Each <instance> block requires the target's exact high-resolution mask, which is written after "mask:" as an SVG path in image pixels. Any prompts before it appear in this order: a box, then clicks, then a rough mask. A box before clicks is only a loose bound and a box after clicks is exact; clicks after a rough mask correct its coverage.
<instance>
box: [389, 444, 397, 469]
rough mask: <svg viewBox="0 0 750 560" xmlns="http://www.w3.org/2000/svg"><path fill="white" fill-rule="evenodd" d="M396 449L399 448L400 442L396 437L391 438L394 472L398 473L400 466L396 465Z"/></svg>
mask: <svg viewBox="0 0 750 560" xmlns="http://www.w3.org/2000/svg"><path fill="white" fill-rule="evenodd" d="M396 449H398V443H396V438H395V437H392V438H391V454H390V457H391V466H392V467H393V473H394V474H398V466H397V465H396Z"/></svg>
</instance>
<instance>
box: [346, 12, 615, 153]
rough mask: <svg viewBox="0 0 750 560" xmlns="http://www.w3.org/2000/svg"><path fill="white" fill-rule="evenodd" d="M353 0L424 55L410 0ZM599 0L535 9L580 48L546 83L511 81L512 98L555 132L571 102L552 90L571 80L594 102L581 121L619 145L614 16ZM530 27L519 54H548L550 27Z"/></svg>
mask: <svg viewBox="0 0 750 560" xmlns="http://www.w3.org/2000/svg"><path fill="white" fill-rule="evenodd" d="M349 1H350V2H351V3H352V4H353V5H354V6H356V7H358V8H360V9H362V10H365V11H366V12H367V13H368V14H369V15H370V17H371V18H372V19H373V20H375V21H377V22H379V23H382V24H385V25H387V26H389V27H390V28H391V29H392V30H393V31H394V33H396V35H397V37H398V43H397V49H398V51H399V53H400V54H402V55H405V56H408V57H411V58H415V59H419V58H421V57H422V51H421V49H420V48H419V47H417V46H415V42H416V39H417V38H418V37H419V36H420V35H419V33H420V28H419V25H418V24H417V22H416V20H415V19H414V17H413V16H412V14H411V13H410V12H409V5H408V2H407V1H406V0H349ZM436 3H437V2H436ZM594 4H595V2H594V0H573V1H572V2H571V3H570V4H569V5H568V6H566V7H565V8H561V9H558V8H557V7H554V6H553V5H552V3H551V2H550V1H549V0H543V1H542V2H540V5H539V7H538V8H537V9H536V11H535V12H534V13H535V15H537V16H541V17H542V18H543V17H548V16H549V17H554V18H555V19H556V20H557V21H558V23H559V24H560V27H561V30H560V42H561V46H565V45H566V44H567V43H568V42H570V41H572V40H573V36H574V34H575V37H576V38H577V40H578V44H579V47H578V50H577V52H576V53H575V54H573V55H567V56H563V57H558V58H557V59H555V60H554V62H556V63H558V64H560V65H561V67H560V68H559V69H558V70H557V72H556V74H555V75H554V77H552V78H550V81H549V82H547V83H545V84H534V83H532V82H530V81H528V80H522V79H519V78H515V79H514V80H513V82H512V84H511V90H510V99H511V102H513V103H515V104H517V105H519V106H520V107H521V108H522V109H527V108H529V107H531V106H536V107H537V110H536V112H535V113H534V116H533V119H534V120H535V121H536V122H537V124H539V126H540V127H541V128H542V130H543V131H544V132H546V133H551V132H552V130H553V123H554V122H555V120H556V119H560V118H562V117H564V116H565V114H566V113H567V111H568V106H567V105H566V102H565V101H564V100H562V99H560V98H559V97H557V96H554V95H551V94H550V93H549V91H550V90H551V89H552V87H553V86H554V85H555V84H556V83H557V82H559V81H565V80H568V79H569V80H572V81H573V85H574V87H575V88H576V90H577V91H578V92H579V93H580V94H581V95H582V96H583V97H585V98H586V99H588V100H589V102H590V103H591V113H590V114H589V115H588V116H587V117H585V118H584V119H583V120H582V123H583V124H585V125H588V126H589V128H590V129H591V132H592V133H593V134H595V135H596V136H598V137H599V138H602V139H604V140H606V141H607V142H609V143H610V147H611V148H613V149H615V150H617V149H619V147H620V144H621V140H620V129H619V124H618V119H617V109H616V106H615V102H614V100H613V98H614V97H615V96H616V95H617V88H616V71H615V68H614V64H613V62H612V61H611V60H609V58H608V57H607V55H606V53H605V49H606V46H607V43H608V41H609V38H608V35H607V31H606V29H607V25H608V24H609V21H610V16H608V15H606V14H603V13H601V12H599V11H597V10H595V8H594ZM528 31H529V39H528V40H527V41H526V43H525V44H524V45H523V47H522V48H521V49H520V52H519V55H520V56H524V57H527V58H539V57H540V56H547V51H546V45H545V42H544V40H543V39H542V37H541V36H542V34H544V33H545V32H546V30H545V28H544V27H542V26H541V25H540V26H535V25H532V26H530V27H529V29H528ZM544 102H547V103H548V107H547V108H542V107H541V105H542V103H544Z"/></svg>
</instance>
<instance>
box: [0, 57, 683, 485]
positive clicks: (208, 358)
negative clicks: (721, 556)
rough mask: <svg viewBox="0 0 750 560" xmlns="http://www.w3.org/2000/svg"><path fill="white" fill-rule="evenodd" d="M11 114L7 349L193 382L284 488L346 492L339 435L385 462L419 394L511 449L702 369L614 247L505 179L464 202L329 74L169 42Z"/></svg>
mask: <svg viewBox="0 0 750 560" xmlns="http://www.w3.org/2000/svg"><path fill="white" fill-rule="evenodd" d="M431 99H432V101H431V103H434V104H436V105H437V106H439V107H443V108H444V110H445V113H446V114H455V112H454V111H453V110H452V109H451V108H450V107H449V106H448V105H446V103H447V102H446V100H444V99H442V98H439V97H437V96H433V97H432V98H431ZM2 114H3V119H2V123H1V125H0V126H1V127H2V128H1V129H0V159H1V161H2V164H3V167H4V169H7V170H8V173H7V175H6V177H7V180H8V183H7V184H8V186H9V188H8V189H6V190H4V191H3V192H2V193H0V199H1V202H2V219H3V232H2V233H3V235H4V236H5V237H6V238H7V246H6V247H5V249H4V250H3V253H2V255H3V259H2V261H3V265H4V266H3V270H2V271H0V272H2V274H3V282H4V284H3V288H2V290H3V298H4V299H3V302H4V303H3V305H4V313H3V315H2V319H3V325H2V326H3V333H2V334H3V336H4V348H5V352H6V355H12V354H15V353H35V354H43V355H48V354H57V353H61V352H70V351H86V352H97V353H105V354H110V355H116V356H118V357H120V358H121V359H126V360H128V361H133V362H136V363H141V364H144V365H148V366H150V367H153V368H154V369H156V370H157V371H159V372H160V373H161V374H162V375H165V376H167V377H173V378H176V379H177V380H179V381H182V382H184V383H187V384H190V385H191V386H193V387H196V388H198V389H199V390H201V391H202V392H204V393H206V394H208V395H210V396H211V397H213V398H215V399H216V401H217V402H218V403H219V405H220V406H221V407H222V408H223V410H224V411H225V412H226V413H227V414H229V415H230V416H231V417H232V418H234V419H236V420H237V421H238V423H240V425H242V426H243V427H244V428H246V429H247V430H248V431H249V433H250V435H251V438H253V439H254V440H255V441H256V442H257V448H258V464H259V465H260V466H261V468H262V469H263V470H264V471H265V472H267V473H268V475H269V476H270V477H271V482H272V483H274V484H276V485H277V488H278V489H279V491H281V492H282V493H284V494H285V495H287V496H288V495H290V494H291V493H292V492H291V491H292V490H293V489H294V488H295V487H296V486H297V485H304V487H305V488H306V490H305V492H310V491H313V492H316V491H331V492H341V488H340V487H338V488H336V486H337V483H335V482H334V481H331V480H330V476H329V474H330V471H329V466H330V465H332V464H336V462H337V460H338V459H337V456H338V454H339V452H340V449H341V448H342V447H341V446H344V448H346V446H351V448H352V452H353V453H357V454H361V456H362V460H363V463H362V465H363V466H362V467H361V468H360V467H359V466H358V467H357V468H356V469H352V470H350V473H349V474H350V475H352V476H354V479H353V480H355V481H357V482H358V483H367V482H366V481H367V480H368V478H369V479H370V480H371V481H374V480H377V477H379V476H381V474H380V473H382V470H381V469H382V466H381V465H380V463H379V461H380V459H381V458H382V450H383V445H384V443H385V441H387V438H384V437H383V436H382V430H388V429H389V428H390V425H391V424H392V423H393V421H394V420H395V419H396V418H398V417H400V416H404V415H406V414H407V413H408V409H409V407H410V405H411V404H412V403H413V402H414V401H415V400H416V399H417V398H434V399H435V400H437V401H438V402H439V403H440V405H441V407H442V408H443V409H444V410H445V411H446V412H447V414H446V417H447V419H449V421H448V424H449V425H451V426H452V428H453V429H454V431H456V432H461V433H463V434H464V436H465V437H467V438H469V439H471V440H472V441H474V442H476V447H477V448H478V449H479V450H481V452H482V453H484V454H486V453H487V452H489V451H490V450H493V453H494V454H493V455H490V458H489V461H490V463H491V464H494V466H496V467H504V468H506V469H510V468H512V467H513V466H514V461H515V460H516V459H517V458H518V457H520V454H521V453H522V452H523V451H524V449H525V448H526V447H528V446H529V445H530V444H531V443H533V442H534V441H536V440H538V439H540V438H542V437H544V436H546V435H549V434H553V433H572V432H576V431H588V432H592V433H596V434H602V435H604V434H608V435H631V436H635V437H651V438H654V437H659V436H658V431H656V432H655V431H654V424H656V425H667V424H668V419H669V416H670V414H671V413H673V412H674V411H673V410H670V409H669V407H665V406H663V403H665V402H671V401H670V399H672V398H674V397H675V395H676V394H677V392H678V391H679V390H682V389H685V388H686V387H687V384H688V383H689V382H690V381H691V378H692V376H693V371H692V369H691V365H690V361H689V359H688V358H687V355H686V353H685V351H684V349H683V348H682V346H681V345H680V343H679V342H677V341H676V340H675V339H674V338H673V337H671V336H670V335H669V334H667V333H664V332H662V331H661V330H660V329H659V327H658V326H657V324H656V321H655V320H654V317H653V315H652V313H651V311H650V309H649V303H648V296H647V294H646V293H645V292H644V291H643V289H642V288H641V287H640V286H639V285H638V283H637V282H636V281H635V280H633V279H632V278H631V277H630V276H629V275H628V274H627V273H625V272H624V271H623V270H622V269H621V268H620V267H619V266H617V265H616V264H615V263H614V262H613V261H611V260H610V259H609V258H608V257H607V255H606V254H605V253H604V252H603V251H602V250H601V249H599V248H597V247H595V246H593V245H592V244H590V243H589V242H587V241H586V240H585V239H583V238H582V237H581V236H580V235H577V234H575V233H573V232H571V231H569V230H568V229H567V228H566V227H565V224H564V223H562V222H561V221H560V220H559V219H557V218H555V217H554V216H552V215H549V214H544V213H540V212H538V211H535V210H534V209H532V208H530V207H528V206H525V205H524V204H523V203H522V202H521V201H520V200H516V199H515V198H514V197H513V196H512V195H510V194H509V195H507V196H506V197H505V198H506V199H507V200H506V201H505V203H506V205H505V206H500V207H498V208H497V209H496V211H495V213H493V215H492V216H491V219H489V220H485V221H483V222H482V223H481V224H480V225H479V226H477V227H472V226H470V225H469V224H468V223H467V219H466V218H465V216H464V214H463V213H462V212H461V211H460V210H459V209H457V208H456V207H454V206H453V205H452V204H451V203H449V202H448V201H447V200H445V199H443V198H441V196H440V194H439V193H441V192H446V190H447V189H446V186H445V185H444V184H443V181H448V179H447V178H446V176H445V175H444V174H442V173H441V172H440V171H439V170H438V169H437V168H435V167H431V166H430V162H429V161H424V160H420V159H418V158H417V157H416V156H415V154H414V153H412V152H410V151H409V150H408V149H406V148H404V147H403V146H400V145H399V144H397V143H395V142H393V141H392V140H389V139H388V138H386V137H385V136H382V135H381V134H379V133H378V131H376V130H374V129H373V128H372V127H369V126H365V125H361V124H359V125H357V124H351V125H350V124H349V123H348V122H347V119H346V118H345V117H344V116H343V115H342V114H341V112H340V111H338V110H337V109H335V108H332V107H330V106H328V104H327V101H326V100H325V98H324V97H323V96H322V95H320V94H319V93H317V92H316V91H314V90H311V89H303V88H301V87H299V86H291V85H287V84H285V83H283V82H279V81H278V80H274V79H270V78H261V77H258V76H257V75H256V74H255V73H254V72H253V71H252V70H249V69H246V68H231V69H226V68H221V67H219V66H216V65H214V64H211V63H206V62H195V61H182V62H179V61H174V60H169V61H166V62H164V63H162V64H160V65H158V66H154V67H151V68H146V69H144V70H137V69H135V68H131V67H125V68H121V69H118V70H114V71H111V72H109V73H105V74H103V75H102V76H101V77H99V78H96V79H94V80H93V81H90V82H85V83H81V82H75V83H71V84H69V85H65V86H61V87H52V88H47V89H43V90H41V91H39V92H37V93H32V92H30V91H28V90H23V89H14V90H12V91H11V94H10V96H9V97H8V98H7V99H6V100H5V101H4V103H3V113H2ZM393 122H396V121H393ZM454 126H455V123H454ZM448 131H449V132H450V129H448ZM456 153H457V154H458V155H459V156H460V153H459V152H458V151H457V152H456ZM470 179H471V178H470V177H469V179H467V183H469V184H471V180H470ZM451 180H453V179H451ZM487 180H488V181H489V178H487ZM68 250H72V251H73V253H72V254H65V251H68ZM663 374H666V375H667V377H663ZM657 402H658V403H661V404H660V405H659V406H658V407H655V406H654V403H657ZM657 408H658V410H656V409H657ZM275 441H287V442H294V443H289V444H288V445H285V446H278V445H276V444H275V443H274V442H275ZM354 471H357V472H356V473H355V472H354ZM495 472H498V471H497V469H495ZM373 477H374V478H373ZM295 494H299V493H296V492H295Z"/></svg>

> YOUR OBJECTIVE:
When a line in the material above includes the word "clicks", copy that line.

> EXERCISE SOLUTION:
Each <instance> block requires the target's exact high-resolution mask, which is written after "mask:" as an SVG path in image pixels. Any prompts before it appear in this order: a box, then clicks, then a rough mask. A box before clicks is only a loose bound and a box after clicks is exact; clicks after a rough mask correct its coverage.
positive clicks: (208, 358)
negative clicks: (721, 556)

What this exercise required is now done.